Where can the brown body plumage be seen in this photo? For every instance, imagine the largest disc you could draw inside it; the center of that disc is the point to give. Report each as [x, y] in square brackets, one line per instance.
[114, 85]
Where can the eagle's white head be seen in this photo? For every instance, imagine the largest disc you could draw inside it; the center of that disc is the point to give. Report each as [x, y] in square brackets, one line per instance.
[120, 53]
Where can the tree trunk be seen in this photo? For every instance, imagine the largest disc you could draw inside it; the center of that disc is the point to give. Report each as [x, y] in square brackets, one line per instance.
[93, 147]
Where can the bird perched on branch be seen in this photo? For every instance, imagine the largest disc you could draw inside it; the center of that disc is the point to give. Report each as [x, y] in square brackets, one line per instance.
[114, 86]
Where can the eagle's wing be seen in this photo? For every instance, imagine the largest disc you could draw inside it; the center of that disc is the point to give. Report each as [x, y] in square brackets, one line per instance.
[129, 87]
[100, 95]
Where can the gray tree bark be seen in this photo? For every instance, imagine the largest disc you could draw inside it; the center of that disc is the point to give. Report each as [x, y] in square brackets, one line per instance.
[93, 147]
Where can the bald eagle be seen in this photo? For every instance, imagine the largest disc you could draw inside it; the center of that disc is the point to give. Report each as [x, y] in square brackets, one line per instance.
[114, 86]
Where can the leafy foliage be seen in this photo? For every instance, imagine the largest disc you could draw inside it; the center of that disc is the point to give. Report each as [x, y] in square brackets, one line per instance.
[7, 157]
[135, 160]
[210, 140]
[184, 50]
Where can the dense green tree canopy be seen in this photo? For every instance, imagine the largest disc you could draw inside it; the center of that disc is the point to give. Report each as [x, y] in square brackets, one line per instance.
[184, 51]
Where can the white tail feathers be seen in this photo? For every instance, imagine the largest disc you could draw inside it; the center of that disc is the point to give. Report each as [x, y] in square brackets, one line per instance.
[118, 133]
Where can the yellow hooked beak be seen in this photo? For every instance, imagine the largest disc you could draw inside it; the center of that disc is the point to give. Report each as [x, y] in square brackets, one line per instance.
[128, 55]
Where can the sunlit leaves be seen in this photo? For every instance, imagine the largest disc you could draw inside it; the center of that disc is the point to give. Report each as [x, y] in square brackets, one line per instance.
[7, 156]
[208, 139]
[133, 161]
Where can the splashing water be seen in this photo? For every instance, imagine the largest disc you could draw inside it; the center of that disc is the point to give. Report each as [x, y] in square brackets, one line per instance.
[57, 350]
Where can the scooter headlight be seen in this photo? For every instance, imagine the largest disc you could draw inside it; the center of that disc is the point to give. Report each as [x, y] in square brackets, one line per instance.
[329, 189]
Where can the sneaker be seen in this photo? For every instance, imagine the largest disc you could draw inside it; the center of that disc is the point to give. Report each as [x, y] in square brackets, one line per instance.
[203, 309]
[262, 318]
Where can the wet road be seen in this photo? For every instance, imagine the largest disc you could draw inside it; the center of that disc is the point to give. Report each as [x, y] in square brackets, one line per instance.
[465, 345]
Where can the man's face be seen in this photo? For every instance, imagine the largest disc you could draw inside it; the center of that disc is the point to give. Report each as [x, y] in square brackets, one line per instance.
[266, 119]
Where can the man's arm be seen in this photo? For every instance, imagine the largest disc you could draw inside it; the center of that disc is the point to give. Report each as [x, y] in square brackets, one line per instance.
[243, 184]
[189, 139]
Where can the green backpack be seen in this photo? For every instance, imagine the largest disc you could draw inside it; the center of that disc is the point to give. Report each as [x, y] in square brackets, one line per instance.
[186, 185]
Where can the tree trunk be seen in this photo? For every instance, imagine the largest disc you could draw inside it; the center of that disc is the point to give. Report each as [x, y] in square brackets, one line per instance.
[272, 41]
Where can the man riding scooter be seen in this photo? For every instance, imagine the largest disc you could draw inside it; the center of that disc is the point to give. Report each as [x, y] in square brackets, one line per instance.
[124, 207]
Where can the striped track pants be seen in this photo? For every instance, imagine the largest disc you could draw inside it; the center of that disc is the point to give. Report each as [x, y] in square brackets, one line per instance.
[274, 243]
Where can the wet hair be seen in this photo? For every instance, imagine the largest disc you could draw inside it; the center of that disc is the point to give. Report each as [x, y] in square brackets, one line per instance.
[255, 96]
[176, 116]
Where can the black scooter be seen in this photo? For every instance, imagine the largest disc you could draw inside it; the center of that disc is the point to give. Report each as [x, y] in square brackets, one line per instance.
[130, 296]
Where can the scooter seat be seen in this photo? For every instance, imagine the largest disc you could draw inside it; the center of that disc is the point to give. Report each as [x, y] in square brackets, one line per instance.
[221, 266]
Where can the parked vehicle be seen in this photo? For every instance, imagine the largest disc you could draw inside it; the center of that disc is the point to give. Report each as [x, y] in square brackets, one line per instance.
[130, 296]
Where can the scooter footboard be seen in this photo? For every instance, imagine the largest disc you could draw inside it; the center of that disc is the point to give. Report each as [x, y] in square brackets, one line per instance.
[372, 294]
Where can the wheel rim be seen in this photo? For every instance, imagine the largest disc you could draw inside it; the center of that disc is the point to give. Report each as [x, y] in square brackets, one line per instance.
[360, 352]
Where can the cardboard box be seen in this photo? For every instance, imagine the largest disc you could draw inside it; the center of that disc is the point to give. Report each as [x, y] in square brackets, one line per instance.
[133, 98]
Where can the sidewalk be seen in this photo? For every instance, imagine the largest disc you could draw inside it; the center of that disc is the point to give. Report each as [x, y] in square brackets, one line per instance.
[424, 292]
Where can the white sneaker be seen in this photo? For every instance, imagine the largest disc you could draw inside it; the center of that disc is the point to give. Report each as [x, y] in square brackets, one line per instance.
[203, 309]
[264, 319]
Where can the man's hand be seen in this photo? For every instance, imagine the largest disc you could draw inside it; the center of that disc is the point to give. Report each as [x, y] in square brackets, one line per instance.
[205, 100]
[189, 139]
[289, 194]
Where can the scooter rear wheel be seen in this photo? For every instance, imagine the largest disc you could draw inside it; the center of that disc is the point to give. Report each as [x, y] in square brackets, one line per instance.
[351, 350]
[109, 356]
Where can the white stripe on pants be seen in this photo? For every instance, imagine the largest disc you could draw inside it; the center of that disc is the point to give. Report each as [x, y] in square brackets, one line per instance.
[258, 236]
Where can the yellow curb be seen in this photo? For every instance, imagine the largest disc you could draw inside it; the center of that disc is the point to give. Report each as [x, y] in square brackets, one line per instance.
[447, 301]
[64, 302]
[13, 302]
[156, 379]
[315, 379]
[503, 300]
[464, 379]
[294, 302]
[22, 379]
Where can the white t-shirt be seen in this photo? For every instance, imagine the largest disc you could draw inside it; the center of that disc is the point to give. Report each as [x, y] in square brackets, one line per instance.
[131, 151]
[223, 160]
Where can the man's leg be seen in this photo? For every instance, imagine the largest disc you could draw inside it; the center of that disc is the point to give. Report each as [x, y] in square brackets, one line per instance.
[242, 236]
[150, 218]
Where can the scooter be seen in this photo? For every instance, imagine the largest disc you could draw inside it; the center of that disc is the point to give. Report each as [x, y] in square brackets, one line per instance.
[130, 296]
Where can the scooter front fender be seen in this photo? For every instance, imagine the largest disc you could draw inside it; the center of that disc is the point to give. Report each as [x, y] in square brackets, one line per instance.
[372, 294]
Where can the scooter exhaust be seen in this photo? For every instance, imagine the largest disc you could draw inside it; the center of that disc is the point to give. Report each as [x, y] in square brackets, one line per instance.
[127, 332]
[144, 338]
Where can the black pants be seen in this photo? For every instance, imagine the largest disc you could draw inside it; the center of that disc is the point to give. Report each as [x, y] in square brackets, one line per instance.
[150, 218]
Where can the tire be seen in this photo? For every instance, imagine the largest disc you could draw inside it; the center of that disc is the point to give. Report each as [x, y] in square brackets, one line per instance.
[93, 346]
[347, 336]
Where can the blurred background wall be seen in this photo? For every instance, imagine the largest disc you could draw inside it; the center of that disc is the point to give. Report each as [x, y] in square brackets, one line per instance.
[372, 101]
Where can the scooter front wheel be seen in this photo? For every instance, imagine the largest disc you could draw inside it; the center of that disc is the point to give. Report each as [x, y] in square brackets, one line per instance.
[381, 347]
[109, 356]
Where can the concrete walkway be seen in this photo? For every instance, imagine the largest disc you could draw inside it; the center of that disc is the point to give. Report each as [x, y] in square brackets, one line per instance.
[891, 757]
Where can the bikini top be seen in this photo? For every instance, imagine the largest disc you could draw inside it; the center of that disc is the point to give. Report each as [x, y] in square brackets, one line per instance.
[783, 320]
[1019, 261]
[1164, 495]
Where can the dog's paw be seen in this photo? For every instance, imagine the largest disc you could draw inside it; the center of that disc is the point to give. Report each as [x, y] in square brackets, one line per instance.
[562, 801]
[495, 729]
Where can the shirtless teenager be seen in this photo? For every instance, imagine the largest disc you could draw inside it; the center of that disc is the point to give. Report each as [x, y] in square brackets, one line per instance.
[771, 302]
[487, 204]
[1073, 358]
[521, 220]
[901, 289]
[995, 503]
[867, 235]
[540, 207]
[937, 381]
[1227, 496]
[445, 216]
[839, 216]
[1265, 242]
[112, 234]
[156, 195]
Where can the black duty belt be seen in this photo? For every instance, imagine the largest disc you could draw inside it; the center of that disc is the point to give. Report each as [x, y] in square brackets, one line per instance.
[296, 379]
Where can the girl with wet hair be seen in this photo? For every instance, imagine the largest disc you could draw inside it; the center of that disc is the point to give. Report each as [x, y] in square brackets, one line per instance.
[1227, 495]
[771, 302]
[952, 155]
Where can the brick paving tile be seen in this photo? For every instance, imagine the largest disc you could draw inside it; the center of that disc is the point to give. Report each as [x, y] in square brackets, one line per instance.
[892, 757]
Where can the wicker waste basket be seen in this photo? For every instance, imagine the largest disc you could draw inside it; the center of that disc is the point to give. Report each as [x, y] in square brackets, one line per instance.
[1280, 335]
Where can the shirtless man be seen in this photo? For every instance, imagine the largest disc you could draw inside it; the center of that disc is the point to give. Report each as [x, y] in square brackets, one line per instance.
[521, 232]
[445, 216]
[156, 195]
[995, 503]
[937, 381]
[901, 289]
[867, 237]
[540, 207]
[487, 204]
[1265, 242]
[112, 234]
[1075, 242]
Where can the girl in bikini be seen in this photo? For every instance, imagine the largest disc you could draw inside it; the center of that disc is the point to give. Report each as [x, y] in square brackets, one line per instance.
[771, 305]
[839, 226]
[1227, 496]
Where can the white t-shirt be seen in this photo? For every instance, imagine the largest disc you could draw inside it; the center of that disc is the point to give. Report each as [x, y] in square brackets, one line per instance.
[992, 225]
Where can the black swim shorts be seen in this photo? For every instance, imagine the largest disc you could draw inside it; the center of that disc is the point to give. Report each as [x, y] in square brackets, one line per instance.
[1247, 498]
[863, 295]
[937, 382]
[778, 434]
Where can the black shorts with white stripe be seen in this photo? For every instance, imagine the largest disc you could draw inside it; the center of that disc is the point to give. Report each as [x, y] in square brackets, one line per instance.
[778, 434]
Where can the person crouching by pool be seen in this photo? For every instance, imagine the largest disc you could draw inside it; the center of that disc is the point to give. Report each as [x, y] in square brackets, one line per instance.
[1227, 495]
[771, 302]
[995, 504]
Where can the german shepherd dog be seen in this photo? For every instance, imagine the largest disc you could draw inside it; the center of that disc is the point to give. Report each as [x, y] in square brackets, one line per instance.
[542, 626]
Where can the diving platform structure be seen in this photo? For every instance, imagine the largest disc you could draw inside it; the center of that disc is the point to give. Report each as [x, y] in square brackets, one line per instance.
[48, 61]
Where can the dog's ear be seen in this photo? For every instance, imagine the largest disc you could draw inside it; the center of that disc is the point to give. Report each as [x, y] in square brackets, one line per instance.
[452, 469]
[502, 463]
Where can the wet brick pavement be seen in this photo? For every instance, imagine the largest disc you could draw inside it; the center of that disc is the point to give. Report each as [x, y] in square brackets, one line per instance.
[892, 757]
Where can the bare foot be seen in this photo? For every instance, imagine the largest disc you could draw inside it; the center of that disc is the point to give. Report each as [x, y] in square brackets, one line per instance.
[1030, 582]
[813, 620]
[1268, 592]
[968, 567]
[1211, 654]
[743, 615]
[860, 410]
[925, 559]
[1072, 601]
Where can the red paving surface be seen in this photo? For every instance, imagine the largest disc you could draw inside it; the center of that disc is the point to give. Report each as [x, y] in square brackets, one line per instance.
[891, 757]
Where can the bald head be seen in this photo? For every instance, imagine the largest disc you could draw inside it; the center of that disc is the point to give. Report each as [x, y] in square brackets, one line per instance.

####################

Given task: Print the line containing "Where can the wet brick" and every line after it to the end of the records above, exactly as written, and nothing else.

Worked solution:
Where can the wet brick pavement be seen in this photo? For every instance, imagine the largest disc you could draw inside it; the center of that disc is the point to give. Report each as [x, y] in square brackets, one line per instance.
[892, 757]
Where can the bare foot be seen in this photo? For every instance, imagine the largest disc you could draw inside it; the center of that disc is the point to give. Report each as [x, y] in square brackets, one line per instance.
[1030, 582]
[813, 620]
[1268, 592]
[968, 567]
[1211, 654]
[743, 615]
[860, 410]
[925, 559]
[1072, 601]
Where can the red paving surface be seen in this photo? For every instance, imagine the largest disc you could draw inside it; the center of that disc is the point to give. Report each as [x, y] in square brackets, one line per instance.
[891, 757]
Where can the bald head be seen in this photo? For every instance, imagine the largest disc you could draw inside it; the center of that disc is the point to give. Report each as [x, y] in square brackets, one line per instance.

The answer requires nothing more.